EXTRACT PROVIDED:

————————

Implementation status (2026-05-31)

ID Status
TASK-001 Done (docs validators green)
TASK-002–004 Done (ToolRegistry.execute + tests/test_hooks.py)
TASK-005 Open (audit hook mutation fields)
TASK-006–008 Done (per-root graph, stateful, lint)
TASK-009–011 Done (code_parse validation, backend timeouts)
TASK-012–013 Open (cx doctor CLI)
TASK-014–016 Open (remote MCP trust defaults)
TASK-017 Done Phase A (L3 docfix; encryption optional)
TASK-018–021 Open
TASK-022 Open (warning budget file)
TASK-023 Done (tool lint warnings at 0)
TASK-024–026 Open
TASK-027–028 Done (evidence bundle MVP; counts-only profile)
TASK-029–030 Open
TASK-031–032 Done (denial reason_code, approval why-denied)
TASK-033 Done (docs generator guardrails)
TASK-034 Done (scripts/verify_docs.sh)
TASK-035 Open

Suggested Sequencing

Phase 0 - Restore green documentation gates

  • TASK-001
  • TASK-033
  • TASK-034

Exit criteria: docs consistency and competitive docs refresh pass locally.

Phase 1 - Close high-risk execution contract gaps

  • TASK-002
  • TASK-003
  • TASK-004
  • TASK-005
  • TASK-009
  • TASK-010
  • TASK-011

Exit criteria: hook behavior and backend failures are covered by tests and classified errors.

Phase 2 - Make hidden state and trust boundaries explicit

  • TASK-006
  • TASK-007
  • TASK-008
  • TASK-014
  • TASK-015
  • TASK-016
  • TASK-031
  • TASK-032

Exit criteria: stateful tools, remote MCP tools, and policy denials have visible governance controls.

————————

Natural-language object grounding entries
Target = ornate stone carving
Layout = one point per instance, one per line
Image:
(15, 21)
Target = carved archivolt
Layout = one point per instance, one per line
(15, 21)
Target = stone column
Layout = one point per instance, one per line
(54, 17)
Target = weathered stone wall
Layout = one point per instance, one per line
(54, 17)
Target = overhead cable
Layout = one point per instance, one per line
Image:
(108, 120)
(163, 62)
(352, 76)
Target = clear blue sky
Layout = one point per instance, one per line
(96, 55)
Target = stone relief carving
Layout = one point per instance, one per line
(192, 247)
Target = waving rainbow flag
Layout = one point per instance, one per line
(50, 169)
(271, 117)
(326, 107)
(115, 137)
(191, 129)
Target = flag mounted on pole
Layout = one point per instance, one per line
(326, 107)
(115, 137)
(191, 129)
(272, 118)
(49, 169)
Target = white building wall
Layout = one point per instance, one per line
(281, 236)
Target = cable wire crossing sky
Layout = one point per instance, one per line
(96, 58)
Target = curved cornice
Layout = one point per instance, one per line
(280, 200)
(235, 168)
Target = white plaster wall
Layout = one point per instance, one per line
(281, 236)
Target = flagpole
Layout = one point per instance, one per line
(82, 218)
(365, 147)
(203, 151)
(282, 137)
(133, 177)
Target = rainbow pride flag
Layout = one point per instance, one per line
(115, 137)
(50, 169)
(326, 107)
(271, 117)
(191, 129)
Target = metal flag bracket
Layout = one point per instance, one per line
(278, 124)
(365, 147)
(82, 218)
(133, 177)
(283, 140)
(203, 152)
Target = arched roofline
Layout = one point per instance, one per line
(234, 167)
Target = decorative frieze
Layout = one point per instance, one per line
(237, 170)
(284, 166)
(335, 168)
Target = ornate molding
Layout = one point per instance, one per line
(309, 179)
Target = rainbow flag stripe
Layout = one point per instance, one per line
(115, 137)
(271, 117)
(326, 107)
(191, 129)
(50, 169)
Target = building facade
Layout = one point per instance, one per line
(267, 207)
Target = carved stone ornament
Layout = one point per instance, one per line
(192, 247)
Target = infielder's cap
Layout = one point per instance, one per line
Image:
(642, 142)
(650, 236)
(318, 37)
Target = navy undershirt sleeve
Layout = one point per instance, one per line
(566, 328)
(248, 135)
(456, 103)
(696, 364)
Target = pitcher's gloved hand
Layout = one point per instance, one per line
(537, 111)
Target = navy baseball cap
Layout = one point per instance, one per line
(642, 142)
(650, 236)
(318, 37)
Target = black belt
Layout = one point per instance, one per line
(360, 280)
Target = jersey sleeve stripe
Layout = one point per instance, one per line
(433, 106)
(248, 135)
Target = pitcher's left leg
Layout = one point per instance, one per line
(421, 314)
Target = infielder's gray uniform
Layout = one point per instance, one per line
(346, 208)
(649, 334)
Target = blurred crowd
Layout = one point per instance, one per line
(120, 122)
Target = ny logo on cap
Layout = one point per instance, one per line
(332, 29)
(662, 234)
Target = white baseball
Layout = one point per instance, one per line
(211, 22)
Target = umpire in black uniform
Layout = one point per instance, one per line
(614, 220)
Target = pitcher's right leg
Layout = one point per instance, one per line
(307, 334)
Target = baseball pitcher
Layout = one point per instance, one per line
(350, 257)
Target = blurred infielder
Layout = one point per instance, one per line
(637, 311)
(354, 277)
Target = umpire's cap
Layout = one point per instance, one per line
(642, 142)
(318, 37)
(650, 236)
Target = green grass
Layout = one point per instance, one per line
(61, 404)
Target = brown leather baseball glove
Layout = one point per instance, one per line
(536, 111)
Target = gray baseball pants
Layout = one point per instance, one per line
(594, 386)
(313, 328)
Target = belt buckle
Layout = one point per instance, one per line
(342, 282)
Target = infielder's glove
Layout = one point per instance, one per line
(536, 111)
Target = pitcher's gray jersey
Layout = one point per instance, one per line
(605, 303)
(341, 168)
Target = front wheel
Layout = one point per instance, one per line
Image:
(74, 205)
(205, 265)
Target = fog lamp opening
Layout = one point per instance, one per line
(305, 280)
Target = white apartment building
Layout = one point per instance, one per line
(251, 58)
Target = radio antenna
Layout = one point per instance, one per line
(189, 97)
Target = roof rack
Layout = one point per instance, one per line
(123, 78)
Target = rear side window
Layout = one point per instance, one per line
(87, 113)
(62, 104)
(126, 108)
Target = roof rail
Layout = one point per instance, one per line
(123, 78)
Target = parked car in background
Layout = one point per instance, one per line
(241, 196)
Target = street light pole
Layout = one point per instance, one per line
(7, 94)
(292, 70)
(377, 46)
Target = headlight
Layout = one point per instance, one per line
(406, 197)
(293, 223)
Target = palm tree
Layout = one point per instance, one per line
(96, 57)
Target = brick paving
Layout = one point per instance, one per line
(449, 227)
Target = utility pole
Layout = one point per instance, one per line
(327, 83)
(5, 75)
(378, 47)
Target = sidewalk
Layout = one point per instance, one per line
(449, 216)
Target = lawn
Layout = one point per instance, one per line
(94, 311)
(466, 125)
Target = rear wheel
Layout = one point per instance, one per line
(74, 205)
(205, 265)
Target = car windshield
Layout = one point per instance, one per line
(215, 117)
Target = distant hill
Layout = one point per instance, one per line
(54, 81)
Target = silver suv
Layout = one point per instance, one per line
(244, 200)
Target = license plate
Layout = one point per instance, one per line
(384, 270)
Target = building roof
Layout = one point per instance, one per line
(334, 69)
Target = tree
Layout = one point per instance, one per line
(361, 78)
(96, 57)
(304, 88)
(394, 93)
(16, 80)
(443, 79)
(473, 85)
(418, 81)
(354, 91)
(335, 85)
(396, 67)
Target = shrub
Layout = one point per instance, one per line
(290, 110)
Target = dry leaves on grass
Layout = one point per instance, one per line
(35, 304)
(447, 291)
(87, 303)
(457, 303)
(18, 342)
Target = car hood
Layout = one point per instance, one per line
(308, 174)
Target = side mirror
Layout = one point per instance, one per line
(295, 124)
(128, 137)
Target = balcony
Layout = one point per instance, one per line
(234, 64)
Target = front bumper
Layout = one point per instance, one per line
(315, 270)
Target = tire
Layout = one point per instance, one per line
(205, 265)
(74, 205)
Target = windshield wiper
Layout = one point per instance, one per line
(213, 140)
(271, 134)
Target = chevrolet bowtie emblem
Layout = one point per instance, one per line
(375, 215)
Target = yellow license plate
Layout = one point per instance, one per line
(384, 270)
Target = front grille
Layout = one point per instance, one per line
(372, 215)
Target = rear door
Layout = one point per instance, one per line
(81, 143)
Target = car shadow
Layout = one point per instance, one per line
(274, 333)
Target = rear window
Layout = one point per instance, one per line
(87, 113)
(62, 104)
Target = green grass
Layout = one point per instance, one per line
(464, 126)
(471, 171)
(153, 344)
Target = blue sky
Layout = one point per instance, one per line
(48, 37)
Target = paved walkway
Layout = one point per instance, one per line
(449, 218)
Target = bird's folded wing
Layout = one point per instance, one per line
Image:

————————

SET OF TASKS:
1. Write out the passage of the implementation status notes above from "TASK-005 Open (audit" up to and including "MVP; counts-only profile)".
2. According to the implementation status notes, which script is associated with TASK-034?
3. List every phase named under "Suggested Sequencing" in the implementation status notes, each with its title.

OUTPUTS FOR THE TASKS:
1.
TASK-005 Open (audit hook mutation fields)
TASK-006–008 Done (per-root graph, stateful, lint)
TASK-009–011 Done (code_parse validation, backend timeouts)
TASK-012–013 Open (cx doctor CLI)
TASK-014–016 Open (remote MCP trust defaults)
TASK-017 Done Phase A (L3 docfix; encryption optional)
TASK-018–021 Open
TASK-022 Open (warning budget file)
TASK-023 Done (tool lint warnings at 0)
TASK-024–026 Open
TASK-027–028 Done (evidence bundle MVP; counts-only profile)

2. scripts/verify_docs.sh

3.
- Phase 0 - Restore green documentation gates
- Phase 1 - Close high-risk execution contract gaps
- Phase 2 - Make hidden state and trust boundaries explicit